Exercise brief
Skip every picture, then write out exactly the lines of the listing below from the line that contains "I would be grateful if you could indicate the open" through the final line.

--------------------------------------------------

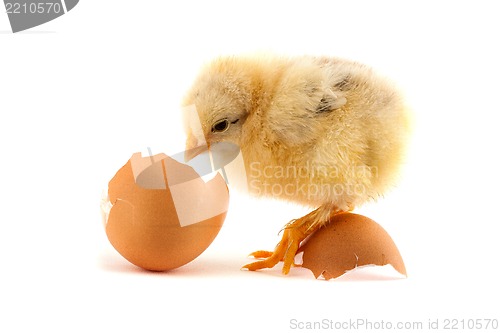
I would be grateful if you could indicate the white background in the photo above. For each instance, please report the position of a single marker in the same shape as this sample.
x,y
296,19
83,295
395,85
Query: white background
x,y
80,94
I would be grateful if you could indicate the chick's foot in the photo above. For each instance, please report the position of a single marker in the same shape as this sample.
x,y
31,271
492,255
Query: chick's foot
x,y
294,233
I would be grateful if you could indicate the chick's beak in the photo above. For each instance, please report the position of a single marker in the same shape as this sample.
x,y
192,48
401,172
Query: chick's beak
x,y
194,148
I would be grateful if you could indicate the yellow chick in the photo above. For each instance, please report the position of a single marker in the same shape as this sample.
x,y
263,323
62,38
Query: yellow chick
x,y
323,132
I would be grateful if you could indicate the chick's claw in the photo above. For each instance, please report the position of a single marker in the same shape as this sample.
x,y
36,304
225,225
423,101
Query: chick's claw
x,y
285,251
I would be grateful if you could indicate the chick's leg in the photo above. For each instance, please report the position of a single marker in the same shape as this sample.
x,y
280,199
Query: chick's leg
x,y
294,233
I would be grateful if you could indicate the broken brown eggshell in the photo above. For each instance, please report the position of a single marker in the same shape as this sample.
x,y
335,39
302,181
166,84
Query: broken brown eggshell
x,y
161,214
347,242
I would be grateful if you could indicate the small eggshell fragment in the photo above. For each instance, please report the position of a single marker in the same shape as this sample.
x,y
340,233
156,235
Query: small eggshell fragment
x,y
349,241
144,223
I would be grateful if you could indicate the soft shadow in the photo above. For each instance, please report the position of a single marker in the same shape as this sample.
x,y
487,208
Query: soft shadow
x,y
26,32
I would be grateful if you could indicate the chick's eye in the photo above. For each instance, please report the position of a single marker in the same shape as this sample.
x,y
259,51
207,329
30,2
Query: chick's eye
x,y
221,126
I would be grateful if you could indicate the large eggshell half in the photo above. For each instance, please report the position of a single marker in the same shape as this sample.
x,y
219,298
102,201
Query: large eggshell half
x,y
347,242
162,214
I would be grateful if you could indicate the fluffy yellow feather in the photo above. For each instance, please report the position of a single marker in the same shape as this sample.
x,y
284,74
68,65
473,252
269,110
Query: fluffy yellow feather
x,y
324,132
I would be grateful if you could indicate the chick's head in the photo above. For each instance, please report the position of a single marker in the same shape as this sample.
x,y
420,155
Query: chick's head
x,y
222,98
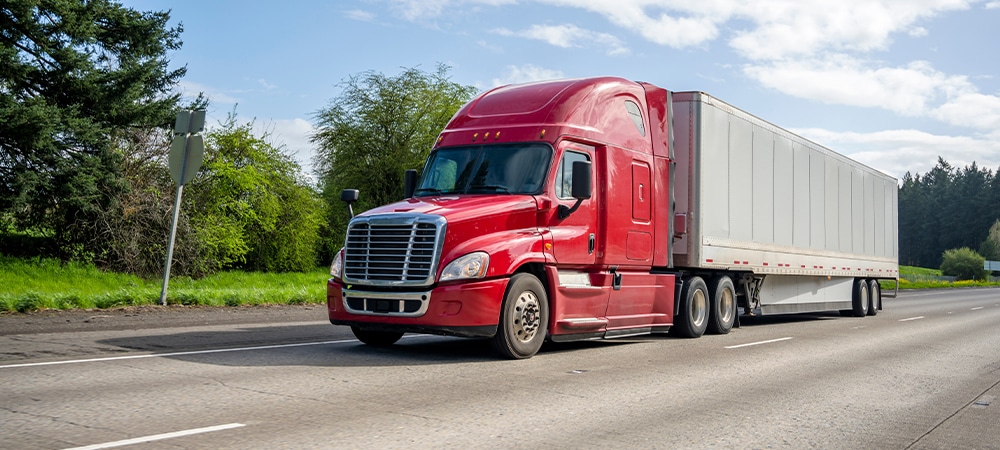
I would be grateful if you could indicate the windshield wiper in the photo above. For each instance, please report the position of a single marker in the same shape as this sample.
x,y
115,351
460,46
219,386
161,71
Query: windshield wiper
x,y
430,191
491,187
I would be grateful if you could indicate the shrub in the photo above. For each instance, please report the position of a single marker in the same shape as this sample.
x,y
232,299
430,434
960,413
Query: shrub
x,y
963,263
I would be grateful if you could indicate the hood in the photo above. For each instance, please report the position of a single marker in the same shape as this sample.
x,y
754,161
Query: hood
x,y
462,208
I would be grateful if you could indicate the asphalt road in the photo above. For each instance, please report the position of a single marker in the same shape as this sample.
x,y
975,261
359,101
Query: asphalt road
x,y
923,374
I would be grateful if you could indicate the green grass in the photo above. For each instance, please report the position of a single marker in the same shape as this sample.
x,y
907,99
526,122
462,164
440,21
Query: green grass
x,y
37,283
921,278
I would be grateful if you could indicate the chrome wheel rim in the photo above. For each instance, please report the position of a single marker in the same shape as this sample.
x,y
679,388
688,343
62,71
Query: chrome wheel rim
x,y
699,308
727,306
527,316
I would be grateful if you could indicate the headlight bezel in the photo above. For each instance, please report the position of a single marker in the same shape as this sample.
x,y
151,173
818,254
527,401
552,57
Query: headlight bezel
x,y
471,266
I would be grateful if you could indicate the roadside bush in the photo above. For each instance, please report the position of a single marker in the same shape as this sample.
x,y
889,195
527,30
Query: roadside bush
x,y
963,263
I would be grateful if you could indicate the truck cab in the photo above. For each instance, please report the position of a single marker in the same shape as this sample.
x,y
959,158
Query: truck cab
x,y
532,219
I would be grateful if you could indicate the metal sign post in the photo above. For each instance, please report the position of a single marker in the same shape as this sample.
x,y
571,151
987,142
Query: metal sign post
x,y
186,154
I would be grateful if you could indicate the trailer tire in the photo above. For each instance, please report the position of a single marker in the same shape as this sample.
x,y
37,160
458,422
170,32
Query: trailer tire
x,y
860,298
524,318
692,320
722,311
376,338
875,294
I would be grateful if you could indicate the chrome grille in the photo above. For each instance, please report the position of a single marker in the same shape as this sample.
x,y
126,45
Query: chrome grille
x,y
393,249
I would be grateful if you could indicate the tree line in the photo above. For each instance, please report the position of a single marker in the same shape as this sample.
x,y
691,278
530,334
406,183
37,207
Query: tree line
x,y
87,104
948,208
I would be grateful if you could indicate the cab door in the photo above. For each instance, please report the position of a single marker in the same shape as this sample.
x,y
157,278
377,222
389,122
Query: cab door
x,y
574,237
581,294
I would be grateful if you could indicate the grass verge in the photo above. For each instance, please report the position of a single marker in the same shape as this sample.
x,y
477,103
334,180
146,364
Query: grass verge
x,y
40,283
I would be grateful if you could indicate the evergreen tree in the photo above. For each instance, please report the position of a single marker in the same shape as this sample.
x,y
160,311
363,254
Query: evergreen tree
x,y
71,74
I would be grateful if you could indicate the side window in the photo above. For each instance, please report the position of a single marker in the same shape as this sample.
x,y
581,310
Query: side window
x,y
564,178
636,115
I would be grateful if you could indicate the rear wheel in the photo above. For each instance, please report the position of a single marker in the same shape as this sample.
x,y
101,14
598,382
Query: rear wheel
x,y
376,338
722,314
524,318
693,318
875,293
860,298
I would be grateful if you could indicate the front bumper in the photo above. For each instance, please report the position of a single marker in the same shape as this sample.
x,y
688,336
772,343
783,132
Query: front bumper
x,y
466,309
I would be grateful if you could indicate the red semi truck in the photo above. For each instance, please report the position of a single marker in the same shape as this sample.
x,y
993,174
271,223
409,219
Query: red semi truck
x,y
598,208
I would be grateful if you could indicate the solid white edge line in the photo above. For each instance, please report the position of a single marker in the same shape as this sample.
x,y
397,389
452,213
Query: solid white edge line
x,y
160,355
159,437
759,343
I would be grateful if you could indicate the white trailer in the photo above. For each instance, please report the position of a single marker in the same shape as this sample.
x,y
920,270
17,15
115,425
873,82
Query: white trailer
x,y
799,227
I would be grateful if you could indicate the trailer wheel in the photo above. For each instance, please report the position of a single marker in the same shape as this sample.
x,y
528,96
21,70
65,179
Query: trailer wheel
x,y
722,313
376,338
875,292
693,318
860,298
524,318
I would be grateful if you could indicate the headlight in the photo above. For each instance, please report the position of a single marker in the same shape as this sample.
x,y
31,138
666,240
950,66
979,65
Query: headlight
x,y
473,265
337,266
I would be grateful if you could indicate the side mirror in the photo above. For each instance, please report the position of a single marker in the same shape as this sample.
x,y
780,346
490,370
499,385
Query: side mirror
x,y
349,196
582,181
409,183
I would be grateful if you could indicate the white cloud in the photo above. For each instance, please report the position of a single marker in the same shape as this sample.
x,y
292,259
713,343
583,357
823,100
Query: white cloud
x,y
691,24
360,15
415,10
916,89
567,36
786,28
525,74
267,86
896,152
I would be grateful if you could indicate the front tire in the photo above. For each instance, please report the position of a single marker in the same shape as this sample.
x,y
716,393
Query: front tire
x,y
722,314
524,318
693,318
376,338
860,298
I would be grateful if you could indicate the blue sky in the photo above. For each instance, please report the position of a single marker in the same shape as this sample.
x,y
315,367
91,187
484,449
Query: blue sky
x,y
893,84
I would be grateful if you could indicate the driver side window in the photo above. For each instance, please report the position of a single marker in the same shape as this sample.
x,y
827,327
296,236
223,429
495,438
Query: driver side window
x,y
564,178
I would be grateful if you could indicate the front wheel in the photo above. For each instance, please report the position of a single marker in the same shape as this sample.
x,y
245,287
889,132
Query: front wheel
x,y
376,338
524,318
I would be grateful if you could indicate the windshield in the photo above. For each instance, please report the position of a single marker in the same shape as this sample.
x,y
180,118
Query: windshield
x,y
486,169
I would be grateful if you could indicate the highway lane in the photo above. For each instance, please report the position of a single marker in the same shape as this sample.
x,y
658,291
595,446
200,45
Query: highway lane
x,y
924,373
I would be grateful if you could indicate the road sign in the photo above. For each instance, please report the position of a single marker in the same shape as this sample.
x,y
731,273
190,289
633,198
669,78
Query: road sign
x,y
188,147
186,153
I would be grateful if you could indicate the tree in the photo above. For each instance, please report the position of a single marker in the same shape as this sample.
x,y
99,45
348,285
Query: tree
x,y
71,73
378,127
963,263
945,208
990,248
250,207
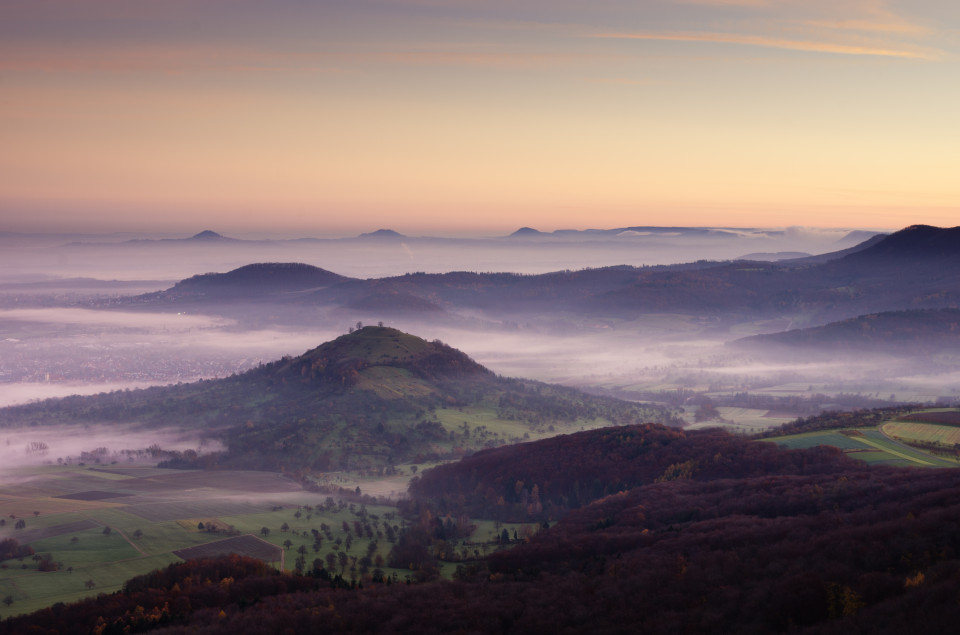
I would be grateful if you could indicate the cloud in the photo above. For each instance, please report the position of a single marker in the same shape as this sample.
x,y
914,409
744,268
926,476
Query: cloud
x,y
814,46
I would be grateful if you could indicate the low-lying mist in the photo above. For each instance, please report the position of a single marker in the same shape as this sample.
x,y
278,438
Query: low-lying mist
x,y
93,444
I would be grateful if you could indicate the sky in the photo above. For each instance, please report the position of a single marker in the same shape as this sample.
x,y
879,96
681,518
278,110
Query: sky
x,y
455,116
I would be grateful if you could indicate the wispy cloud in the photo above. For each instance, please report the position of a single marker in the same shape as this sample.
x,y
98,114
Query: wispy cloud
x,y
815,46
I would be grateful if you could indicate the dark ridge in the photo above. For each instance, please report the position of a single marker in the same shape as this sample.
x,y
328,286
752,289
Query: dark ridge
x,y
915,331
835,255
526,231
208,235
393,301
766,256
915,243
277,276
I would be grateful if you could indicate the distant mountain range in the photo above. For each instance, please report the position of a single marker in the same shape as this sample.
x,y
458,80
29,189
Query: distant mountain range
x,y
368,399
916,268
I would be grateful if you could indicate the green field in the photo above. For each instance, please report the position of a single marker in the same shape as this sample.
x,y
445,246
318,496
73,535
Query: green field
x,y
151,514
866,444
924,432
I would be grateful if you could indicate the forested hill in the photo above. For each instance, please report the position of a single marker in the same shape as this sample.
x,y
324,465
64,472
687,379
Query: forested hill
x,y
543,480
773,541
261,278
369,399
918,332
915,268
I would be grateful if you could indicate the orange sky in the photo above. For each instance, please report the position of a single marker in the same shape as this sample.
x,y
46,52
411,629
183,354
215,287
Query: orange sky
x,y
450,116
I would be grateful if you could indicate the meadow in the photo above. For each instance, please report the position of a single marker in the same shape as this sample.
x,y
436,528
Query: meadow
x,y
870,445
103,525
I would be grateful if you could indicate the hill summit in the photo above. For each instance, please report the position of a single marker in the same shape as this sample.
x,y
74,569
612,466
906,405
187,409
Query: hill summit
x,y
370,399
917,243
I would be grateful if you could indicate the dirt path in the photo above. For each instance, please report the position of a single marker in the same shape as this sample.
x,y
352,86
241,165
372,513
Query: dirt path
x,y
132,544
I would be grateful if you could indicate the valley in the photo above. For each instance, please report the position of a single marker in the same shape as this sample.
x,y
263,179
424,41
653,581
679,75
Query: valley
x,y
480,432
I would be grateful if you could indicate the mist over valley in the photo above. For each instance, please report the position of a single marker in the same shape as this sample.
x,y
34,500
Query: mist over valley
x,y
520,429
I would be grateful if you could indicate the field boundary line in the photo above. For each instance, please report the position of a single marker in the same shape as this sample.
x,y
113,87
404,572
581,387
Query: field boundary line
x,y
132,544
893,452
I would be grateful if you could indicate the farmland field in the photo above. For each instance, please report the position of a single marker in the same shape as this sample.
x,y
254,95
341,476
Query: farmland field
x,y
865,444
103,527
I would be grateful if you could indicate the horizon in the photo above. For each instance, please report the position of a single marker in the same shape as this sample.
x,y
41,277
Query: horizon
x,y
468,117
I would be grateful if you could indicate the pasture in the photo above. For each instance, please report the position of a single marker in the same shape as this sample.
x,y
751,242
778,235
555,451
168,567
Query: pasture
x,y
866,444
102,526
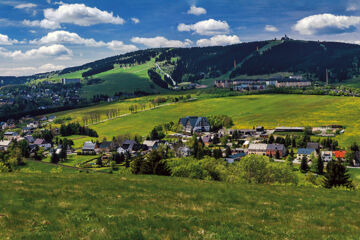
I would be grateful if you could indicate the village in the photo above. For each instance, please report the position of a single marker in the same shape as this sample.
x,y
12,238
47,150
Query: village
x,y
42,141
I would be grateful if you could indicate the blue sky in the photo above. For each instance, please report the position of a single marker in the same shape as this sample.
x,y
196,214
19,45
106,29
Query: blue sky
x,y
44,35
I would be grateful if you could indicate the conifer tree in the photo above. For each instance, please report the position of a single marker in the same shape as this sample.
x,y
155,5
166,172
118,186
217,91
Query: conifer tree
x,y
337,175
304,167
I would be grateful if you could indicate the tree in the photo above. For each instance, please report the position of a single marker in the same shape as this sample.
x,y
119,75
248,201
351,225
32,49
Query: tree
x,y
337,175
55,158
317,165
304,167
290,160
228,151
99,161
271,139
277,154
217,153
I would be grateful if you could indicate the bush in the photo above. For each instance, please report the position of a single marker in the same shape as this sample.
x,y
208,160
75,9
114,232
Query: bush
x,y
259,169
207,168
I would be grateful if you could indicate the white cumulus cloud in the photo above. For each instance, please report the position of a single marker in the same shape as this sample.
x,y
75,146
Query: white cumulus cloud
x,y
58,51
271,28
135,20
119,46
326,23
23,71
196,10
206,27
159,41
5,40
25,5
65,37
218,40
78,14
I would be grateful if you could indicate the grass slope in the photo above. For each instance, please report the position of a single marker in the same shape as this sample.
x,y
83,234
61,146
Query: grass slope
x,y
88,206
123,80
248,111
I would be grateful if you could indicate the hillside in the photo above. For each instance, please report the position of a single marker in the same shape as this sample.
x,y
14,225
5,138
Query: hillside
x,y
120,73
246,111
102,206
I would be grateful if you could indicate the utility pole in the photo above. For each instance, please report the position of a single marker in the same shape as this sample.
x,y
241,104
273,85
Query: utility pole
x,y
327,77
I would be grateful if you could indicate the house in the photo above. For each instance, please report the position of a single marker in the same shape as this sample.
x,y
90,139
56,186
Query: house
x,y
315,146
258,149
29,139
195,124
151,144
206,139
304,152
273,149
120,150
33,125
183,152
11,135
131,146
3,125
235,157
289,129
89,148
4,145
51,118
260,129
246,144
69,150
326,156
339,155
42,143
65,81
106,146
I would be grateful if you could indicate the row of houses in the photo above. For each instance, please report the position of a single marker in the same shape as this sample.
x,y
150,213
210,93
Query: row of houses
x,y
261,84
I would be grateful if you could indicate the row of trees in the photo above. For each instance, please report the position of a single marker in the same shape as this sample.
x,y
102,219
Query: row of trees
x,y
77,129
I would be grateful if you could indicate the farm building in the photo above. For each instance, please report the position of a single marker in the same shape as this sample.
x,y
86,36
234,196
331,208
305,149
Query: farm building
x,y
195,124
258,149
304,152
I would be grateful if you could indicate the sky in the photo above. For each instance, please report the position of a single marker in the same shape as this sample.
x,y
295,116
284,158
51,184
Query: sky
x,y
47,35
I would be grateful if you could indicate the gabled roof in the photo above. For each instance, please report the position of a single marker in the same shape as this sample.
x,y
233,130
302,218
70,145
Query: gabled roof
x,y
105,144
150,143
5,143
258,147
339,154
313,145
275,147
39,141
305,151
89,146
192,120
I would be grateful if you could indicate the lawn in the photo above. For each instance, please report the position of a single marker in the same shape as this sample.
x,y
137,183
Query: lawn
x,y
38,167
248,111
105,206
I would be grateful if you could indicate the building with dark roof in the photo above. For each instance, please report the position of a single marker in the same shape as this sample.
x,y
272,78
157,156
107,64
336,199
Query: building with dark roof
x,y
195,124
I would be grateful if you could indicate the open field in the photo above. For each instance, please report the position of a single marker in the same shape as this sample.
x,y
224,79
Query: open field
x,y
123,80
247,111
104,206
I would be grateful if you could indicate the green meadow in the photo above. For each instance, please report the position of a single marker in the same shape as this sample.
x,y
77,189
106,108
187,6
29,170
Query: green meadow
x,y
104,206
123,80
247,111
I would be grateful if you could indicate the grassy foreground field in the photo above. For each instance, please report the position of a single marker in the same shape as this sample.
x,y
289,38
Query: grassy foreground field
x,y
246,111
101,206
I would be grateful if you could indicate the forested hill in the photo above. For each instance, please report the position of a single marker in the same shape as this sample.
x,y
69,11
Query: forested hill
x,y
254,58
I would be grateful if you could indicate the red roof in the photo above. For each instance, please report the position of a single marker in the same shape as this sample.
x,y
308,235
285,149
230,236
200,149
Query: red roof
x,y
339,154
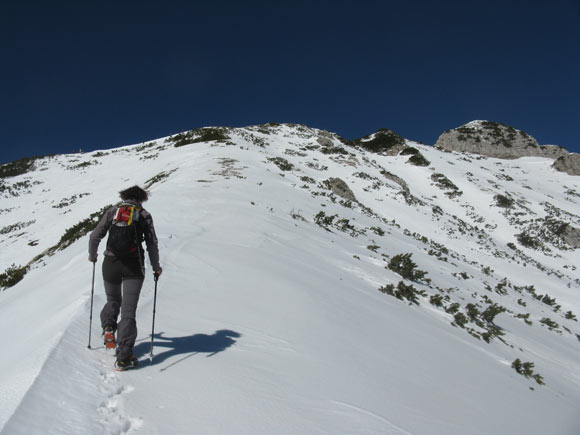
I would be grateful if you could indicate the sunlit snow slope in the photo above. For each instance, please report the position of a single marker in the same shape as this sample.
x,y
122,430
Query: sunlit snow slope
x,y
269,315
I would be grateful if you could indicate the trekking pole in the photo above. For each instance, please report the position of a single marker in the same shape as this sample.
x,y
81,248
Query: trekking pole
x,y
91,317
156,277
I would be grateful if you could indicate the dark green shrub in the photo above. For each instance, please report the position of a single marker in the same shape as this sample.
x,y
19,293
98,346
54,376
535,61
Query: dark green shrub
x,y
527,240
282,163
453,308
418,160
460,320
490,312
199,135
436,300
17,167
526,369
321,219
403,292
12,276
472,311
79,230
404,266
504,201
549,323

--------------------------------------------------

Finished exercise
I would be grateful if you could indicate the open field in the photo above. For each instance, please report the position of a single marker in the same shape as this sample.
x,y
224,79
Query: open field
x,y
123,80
247,111
104,206
I would be grateful if you could indicate the green meadow in the photo above. For each instance, please report the position of a single marker in the same shape as this sample.
x,y
77,189
106,108
187,6
29,170
Query: green meadow
x,y
104,206
123,80
247,111
I would be grateful if you could indicate the grassy foreground field in the photo above. For each instance, please report the position of a single marker in the same shape as this sample.
x,y
289,38
Query: grassy foreground field
x,y
246,111
101,206
I would be grateful if you could indicate the forested hill in the photo above. For each instance, please report the position of a single marker in the same shape as this sample.
x,y
69,11
Query: forested hill
x,y
254,58
I would be grateful if you could indicate the red roof in the photo above. For each instance, please report the position of a single marker in the same shape as this sample.
x,y
308,235
285,149
230,236
200,149
Query: red roof
x,y
339,154
I would be grateful if you could indicate the sunlit snow slope in the photo above. For each instance, please report the position of a single marker in the same shape as this sample.
x,y
122,430
Query: sunlit snow slope
x,y
269,315
I would be grateful if you could indicate the trekking pole in the photo above. For each instance, please report the position of a single marker in the same shape as this sample.
x,y
81,248
Query: trekking pole
x,y
91,317
156,277
I would be grateful if you could indicate the dark green shrub in the photo above. For each instance, please report the position of a single marker in the same shape as this sample.
x,y
19,293
98,346
54,376
535,61
Query: dark green shrub
x,y
527,240
282,163
453,308
418,160
460,320
490,312
199,135
436,300
17,167
526,369
321,219
403,292
12,276
472,311
79,230
404,266
504,201
549,323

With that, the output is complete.